▶ What is being asked
Set down exactly the lines from the one containing "Teacher note: indicate the bird's leg" through the last line of the data below, and no others.

▶ Records for this task
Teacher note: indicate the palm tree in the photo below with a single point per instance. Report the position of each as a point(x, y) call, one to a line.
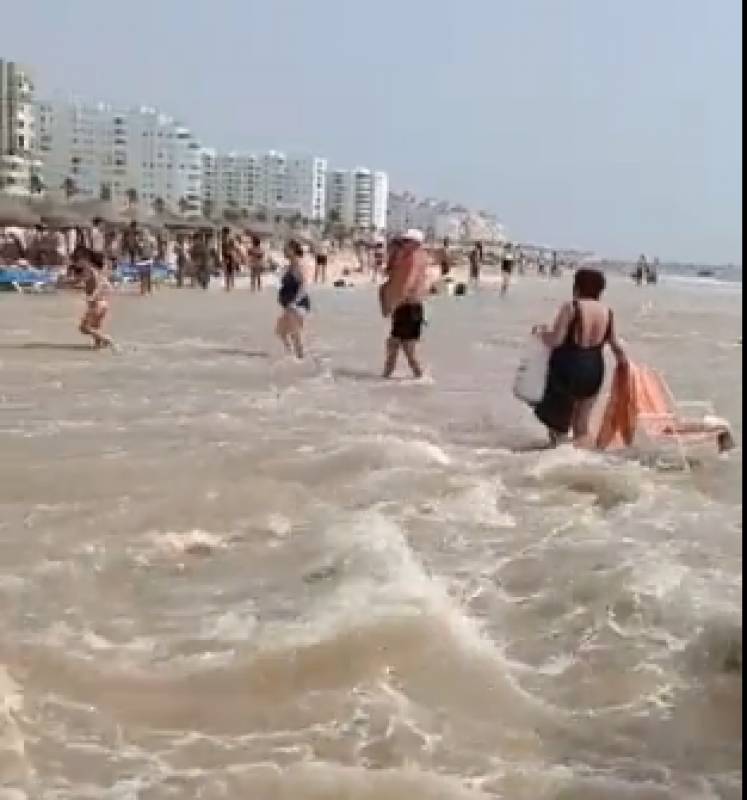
point(36, 184)
point(69, 187)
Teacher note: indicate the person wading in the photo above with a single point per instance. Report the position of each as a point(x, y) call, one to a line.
point(402, 296)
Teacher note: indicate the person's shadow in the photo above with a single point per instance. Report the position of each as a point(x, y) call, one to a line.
point(48, 346)
point(237, 351)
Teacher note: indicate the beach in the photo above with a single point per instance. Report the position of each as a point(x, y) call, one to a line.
point(226, 574)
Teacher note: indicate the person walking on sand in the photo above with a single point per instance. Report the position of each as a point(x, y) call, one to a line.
point(474, 263)
point(256, 264)
point(405, 291)
point(228, 257)
point(200, 260)
point(294, 301)
point(321, 256)
point(98, 291)
point(575, 375)
point(507, 268)
point(444, 258)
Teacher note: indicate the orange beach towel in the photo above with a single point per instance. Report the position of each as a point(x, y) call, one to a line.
point(639, 392)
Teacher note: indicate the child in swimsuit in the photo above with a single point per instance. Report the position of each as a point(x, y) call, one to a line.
point(98, 291)
point(294, 300)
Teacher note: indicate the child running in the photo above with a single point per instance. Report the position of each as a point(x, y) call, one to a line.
point(294, 300)
point(98, 291)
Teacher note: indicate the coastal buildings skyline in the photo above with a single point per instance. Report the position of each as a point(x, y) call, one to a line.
point(18, 143)
point(71, 147)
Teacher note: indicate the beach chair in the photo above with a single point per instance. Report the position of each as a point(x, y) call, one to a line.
point(643, 413)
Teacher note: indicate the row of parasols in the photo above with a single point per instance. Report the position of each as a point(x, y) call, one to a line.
point(27, 212)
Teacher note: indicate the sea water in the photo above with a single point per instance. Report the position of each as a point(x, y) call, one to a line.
point(224, 574)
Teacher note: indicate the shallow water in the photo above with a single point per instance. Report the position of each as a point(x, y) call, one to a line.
point(228, 575)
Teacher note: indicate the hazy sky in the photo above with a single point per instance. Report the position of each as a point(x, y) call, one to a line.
point(610, 124)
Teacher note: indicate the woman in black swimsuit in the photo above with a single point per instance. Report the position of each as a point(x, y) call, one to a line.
point(576, 369)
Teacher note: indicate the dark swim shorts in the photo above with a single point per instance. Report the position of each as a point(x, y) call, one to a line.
point(407, 322)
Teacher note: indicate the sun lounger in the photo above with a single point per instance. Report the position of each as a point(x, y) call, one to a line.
point(642, 413)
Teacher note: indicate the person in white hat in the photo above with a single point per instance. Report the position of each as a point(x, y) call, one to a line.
point(408, 277)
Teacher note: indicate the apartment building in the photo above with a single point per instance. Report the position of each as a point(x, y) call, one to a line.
point(359, 197)
point(439, 219)
point(273, 182)
point(18, 156)
point(95, 150)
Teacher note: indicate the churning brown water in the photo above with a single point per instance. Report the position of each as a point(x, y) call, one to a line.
point(227, 575)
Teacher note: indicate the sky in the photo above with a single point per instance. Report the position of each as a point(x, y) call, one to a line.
point(612, 126)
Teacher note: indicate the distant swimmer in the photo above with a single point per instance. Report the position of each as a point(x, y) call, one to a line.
point(294, 300)
point(576, 369)
point(98, 292)
point(404, 292)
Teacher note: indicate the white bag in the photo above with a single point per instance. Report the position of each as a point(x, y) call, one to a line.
point(531, 374)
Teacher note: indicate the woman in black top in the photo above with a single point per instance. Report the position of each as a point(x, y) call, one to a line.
point(576, 370)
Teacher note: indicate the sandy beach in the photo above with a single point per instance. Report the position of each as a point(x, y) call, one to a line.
point(227, 574)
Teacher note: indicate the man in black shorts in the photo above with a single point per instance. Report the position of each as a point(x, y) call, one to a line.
point(410, 270)
point(507, 267)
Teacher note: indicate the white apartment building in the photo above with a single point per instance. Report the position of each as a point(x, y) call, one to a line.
point(360, 197)
point(106, 151)
point(230, 181)
point(18, 159)
point(440, 220)
point(273, 182)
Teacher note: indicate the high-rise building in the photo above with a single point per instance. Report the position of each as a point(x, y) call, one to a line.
point(273, 182)
point(94, 150)
point(359, 197)
point(18, 157)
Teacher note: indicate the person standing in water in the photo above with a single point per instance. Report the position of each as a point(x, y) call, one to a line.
point(474, 264)
point(294, 301)
point(98, 291)
point(507, 268)
point(575, 375)
point(408, 276)
point(256, 264)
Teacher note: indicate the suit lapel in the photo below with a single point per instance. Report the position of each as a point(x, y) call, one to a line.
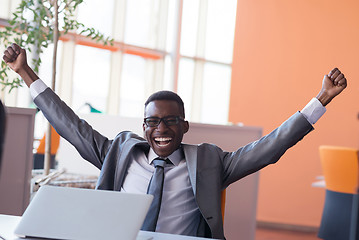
point(124, 161)
point(190, 153)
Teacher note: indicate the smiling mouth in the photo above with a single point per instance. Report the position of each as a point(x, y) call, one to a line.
point(163, 141)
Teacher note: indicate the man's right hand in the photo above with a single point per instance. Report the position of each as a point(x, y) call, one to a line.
point(15, 57)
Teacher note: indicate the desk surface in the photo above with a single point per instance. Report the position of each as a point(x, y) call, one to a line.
point(8, 224)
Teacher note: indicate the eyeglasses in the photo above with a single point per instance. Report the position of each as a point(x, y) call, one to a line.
point(169, 121)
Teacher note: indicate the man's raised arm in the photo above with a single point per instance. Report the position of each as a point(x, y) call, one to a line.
point(333, 84)
point(15, 58)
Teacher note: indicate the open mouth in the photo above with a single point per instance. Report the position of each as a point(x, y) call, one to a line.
point(163, 141)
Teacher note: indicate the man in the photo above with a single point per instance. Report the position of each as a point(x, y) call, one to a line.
point(196, 175)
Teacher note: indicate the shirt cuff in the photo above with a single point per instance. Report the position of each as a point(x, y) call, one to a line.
point(37, 87)
point(313, 111)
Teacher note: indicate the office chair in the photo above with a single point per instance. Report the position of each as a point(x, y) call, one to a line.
point(354, 227)
point(340, 169)
point(223, 202)
point(2, 129)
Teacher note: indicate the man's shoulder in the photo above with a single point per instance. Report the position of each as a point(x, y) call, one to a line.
point(125, 136)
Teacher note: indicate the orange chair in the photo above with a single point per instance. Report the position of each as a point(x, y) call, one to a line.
point(340, 170)
point(354, 227)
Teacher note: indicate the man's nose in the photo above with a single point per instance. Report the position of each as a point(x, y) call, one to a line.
point(162, 126)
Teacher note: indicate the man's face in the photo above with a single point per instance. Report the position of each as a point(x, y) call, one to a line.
point(163, 139)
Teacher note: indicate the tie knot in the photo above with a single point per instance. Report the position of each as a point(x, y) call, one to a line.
point(160, 162)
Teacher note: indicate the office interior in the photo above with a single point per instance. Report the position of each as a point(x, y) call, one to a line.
point(266, 64)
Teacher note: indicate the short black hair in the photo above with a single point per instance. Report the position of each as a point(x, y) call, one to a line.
point(166, 95)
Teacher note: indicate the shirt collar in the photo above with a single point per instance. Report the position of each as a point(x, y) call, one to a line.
point(175, 157)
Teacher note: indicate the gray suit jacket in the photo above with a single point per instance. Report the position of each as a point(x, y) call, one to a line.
point(210, 168)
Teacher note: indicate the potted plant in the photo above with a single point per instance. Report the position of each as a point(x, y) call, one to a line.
point(35, 25)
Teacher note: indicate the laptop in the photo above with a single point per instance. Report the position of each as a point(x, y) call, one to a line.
point(77, 213)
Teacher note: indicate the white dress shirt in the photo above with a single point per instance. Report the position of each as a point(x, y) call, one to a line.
point(179, 213)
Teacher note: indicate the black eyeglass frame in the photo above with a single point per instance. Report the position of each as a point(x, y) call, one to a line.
point(164, 120)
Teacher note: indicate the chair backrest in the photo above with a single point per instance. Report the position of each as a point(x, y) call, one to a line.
point(223, 202)
point(340, 168)
point(2, 129)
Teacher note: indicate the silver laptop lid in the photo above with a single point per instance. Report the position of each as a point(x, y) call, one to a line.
point(75, 213)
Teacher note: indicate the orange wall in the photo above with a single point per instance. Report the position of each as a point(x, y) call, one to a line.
point(282, 50)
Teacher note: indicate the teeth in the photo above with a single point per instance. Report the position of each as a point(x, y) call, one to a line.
point(163, 139)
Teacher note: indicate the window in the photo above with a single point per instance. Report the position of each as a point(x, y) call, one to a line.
point(180, 45)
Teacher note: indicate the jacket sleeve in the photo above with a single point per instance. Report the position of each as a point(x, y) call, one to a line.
point(266, 150)
point(91, 145)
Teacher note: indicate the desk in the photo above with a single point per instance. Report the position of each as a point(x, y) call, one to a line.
point(8, 224)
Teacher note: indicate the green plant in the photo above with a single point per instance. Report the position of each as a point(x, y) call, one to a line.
point(35, 25)
point(38, 23)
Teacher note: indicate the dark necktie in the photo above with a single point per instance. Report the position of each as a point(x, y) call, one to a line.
point(155, 188)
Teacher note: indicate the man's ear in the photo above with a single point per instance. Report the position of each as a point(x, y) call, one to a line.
point(185, 126)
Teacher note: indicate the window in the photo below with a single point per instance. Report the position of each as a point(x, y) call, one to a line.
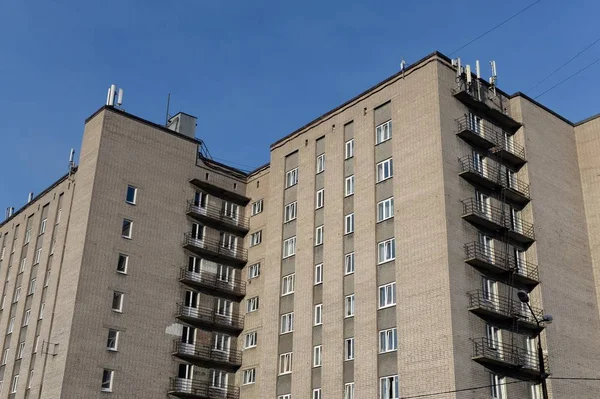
point(386, 250)
point(349, 186)
point(291, 178)
point(319, 236)
point(383, 132)
point(285, 363)
point(254, 270)
point(122, 264)
point(289, 247)
point(317, 356)
point(349, 224)
point(349, 349)
point(287, 323)
point(290, 212)
point(349, 263)
point(389, 387)
point(318, 274)
point(113, 340)
point(384, 170)
point(127, 228)
point(387, 295)
point(249, 376)
point(257, 207)
point(349, 153)
point(250, 340)
point(318, 314)
point(131, 195)
point(287, 284)
point(385, 209)
point(349, 306)
point(388, 340)
point(320, 163)
point(107, 377)
point(117, 305)
point(252, 304)
point(320, 198)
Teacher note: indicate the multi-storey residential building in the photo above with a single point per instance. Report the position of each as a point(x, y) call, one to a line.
point(379, 254)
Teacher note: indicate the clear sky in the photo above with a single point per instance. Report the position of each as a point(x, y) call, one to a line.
point(253, 71)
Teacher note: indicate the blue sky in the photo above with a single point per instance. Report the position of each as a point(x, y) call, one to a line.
point(253, 71)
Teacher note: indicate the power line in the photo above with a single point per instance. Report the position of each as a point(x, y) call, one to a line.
point(564, 65)
point(496, 27)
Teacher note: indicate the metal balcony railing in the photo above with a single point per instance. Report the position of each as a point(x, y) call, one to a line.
point(184, 387)
point(209, 316)
point(214, 213)
point(207, 353)
point(213, 281)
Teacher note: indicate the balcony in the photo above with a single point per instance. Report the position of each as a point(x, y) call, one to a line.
point(504, 312)
point(508, 360)
point(184, 388)
point(207, 355)
point(502, 265)
point(214, 249)
point(215, 216)
point(483, 215)
point(209, 318)
point(492, 176)
point(213, 283)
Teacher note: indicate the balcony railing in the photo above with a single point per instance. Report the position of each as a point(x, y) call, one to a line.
point(504, 311)
point(491, 175)
point(211, 213)
point(215, 249)
point(213, 282)
point(502, 264)
point(209, 317)
point(493, 218)
point(185, 388)
point(509, 360)
point(208, 355)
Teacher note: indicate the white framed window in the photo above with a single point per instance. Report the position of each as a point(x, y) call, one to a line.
point(349, 186)
point(387, 295)
point(349, 306)
point(385, 209)
point(349, 224)
point(287, 323)
point(257, 207)
point(389, 387)
point(383, 132)
point(349, 263)
point(320, 163)
point(386, 251)
point(249, 376)
point(285, 363)
point(252, 304)
point(107, 380)
point(112, 342)
point(317, 355)
point(320, 201)
point(349, 149)
point(388, 340)
point(289, 247)
point(289, 212)
point(318, 316)
point(349, 349)
point(250, 340)
point(291, 178)
point(318, 236)
point(254, 270)
point(385, 170)
point(319, 274)
point(287, 284)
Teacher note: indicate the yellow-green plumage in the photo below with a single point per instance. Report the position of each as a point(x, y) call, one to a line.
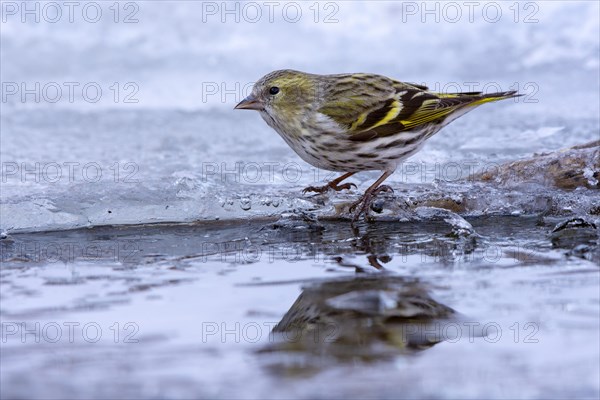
point(356, 122)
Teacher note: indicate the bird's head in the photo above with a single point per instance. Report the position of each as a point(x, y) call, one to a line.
point(283, 94)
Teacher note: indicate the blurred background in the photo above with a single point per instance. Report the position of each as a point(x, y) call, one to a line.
point(118, 114)
point(133, 100)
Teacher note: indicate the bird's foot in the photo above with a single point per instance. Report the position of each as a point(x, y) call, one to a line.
point(363, 204)
point(330, 185)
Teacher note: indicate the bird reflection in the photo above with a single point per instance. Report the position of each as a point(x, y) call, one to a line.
point(367, 317)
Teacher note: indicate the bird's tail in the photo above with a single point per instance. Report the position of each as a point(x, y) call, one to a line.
point(477, 98)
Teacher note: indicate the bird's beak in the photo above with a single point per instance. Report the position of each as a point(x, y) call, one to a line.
point(249, 103)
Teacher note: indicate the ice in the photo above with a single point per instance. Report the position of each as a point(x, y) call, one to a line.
point(179, 153)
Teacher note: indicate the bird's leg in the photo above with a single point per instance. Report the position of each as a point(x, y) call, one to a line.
point(363, 204)
point(334, 184)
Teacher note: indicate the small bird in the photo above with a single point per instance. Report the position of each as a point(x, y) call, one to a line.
point(356, 122)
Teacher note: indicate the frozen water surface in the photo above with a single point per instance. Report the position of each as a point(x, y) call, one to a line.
point(157, 244)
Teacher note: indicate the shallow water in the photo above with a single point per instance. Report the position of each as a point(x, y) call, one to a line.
point(292, 308)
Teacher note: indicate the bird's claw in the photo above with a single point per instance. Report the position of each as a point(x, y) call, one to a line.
point(365, 202)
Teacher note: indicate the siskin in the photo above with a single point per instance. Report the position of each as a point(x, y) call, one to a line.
point(356, 122)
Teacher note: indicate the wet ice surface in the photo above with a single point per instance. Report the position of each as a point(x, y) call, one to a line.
point(272, 309)
point(464, 287)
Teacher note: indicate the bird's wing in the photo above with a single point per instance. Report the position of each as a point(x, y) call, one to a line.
point(389, 106)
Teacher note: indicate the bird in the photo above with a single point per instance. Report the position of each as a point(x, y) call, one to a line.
point(356, 122)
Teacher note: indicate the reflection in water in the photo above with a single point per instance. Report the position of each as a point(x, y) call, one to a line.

▶ Answer for this exercise
Teacher note: indicate the bird's leg in the photo above with a single point per instance. Report the position of each as a point(x, y) call, one to a line.
point(363, 204)
point(334, 184)
Teacher note: indicate the small bird in the photo above with a single point per instance. Report the position of each as a point(x, y) call, one to a line.
point(356, 122)
Teacher note: indicate the frozen water surface in the photo above with a single point per instance. Report the position of each as a point(x, y) call, one to a line.
point(157, 244)
Teacher note: indicate the shallow water in the photo above with a single point per instance. Report the position of each as a point(x, y) call, one to a line.
point(292, 308)
Teacher note: indicate the bird's claw in the photo above with a single point per instance. Report the position of each as a point(x, y) call, one to a line.
point(365, 202)
Teacher note: indicate the siskin in the photo above with a single point per instance. Report the position of each as a point(x, y) call, one to a line.
point(356, 122)
Teacher note: indicate the wet ice surface in the photo above with a single point per instance. Report the position of each as a point(x, y) call, one to a line.
point(272, 309)
point(464, 287)
Teacher note: indicate the bird's wing in the photo above with a single point per instance. Report the position of each as a point(x, y) call, one to a line.
point(389, 106)
Teacher note: indicate the bird in the photo above with a single point per instance. Report the position of each as a point(x, y) call, one to a line.
point(356, 122)
Teacher note: indicate the reflection in water in the photo above with a single point per instance. Report the position of each as a point(x, y) call, one to a line.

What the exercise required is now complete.